=== About this task ===
Output exactly the lines spanning from the line containing "Each instance receives one keypoint. Mark the blurred" to the last line of the entries, inclusive.

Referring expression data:
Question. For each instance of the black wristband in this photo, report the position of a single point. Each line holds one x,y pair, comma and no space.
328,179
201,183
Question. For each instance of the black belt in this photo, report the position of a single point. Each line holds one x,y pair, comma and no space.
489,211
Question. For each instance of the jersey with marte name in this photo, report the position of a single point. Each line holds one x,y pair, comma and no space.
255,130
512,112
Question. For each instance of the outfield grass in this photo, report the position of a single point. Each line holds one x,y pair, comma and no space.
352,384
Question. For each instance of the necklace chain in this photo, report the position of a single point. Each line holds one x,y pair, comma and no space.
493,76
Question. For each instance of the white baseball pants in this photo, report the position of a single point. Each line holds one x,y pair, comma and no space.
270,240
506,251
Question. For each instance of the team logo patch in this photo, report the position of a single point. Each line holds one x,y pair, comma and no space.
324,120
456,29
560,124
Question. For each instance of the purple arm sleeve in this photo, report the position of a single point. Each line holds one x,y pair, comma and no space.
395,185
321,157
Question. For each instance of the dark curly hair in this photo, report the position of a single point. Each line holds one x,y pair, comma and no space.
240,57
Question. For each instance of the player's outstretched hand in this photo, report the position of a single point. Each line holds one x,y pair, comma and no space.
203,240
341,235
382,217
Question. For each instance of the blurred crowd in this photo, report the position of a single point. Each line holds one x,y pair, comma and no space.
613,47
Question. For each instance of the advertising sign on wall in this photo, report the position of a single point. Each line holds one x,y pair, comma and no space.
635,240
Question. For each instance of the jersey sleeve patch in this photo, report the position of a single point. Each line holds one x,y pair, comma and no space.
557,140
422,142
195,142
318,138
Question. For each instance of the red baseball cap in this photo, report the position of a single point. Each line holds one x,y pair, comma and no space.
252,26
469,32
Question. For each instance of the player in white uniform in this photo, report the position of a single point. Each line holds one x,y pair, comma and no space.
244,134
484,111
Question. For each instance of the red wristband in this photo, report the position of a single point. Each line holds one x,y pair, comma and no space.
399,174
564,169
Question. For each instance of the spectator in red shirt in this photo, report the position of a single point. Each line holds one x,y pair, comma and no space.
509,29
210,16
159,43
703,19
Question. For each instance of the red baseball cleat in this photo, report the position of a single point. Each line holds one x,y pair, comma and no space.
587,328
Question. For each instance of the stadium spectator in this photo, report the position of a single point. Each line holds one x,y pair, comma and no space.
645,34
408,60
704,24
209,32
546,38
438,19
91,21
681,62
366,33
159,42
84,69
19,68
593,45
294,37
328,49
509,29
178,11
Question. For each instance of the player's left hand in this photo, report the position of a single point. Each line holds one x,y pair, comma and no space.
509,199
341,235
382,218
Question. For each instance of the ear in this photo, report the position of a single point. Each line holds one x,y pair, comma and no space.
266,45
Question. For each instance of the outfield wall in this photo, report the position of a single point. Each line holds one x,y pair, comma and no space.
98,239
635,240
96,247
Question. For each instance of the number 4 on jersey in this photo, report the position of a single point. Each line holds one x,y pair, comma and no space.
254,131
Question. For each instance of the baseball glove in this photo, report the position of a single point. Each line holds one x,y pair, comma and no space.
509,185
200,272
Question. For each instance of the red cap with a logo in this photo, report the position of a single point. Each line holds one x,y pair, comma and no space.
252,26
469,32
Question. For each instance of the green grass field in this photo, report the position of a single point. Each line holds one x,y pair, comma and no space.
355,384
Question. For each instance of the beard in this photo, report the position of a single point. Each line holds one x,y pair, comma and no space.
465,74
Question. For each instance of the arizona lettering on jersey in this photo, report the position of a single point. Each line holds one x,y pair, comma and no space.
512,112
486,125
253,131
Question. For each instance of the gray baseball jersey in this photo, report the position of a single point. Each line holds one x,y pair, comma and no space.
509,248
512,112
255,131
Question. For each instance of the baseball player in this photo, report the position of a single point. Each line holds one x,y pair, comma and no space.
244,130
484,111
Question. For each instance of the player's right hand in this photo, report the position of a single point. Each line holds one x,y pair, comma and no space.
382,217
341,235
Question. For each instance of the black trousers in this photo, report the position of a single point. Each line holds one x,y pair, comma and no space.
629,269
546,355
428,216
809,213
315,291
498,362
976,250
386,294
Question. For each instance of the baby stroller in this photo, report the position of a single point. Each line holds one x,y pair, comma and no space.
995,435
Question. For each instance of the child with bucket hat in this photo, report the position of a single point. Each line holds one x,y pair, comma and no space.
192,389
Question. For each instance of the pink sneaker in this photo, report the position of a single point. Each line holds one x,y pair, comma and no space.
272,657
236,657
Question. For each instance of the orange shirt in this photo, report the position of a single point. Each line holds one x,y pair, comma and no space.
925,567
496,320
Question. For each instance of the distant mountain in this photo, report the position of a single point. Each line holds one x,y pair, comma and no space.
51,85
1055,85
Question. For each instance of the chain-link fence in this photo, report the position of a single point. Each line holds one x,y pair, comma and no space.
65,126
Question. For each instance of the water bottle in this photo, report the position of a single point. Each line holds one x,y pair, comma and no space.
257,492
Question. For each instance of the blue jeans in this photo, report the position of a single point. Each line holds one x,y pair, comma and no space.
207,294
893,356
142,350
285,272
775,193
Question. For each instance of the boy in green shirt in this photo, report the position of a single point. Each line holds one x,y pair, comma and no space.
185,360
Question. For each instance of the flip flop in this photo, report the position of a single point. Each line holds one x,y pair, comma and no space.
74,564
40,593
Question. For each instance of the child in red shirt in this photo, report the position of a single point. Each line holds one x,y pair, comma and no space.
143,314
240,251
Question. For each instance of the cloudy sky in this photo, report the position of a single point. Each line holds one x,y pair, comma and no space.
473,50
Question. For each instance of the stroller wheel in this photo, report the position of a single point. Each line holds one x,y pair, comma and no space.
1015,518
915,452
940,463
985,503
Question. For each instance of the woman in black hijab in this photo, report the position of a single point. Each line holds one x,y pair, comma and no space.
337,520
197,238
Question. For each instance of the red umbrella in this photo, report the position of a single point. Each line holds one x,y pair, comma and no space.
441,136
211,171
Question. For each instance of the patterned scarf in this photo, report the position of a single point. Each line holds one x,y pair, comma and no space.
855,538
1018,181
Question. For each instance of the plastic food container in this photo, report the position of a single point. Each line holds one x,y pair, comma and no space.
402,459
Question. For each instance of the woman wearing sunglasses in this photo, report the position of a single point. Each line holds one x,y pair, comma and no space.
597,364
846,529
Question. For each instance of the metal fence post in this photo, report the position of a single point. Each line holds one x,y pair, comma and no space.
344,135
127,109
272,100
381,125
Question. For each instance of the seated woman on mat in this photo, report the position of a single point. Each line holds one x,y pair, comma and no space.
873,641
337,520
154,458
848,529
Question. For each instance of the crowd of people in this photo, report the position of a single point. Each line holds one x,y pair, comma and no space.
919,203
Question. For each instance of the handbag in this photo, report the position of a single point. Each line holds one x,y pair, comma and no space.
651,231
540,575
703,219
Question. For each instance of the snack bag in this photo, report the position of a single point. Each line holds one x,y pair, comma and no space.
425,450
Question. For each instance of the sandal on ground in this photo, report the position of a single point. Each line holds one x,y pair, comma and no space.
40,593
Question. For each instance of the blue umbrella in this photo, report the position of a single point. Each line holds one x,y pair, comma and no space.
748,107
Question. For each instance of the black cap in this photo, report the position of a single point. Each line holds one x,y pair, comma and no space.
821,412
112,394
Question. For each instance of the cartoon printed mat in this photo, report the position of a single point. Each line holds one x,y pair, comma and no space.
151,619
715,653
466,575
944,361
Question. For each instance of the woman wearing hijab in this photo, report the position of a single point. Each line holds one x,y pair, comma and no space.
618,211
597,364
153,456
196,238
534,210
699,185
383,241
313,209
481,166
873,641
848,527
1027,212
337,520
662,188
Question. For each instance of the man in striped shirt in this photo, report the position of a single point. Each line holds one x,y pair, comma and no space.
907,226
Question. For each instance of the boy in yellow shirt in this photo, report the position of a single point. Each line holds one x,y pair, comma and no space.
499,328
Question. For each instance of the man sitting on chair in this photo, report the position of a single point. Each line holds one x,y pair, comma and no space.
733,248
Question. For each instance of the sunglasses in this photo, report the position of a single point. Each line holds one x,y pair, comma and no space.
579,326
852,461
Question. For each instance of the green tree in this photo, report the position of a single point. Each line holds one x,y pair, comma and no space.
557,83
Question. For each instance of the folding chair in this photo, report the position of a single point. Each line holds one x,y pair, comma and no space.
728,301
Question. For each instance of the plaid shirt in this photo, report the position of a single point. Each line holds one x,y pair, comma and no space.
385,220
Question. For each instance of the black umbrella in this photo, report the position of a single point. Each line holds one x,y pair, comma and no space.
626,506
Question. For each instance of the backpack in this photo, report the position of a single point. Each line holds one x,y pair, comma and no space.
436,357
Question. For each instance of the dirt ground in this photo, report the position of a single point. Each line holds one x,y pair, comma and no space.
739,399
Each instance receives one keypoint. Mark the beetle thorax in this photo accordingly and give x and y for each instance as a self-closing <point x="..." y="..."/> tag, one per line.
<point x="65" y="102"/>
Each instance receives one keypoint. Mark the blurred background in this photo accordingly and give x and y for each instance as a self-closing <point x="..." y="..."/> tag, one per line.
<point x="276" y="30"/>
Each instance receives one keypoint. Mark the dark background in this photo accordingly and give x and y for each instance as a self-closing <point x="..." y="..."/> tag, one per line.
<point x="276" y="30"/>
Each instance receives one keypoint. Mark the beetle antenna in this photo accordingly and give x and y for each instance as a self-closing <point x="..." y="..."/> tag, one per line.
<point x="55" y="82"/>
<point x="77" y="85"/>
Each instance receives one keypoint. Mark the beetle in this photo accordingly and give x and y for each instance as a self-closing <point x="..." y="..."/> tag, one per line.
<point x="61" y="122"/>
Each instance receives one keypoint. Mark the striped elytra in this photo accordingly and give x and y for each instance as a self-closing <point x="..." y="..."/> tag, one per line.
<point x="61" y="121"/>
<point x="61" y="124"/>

=== Answer ===
Each instance receives one keypoint. Mark the blurred background in this photo accordingly and give x and y for each instance as a self-closing <point x="..." y="..."/> tag, one per line.
<point x="276" y="30"/>
Each instance receives one keypoint. Mark the dark background in this photo accordingly and give x and y for each instance as a self-closing <point x="..." y="..."/> tag, one per line.
<point x="276" y="30"/>
Each instance receives one keypoint. Mark the beetle antenna in this photo accordingly and give x and y for each instance as a self-closing <point x="..." y="..."/> tag, one per line.
<point x="55" y="82"/>
<point x="77" y="85"/>
Each instance receives one keypoint. Mark the beetle in this photo accordingly and give x and y for each instance as a self-closing <point x="..." y="..."/> tag, one per line.
<point x="61" y="122"/>
Each instance receives one keypoint. Mark the striped elytra in this photo accordingly and give x and y for each instance as a self-closing <point x="..." y="..."/> tag, one per line.
<point x="61" y="121"/>
<point x="61" y="124"/>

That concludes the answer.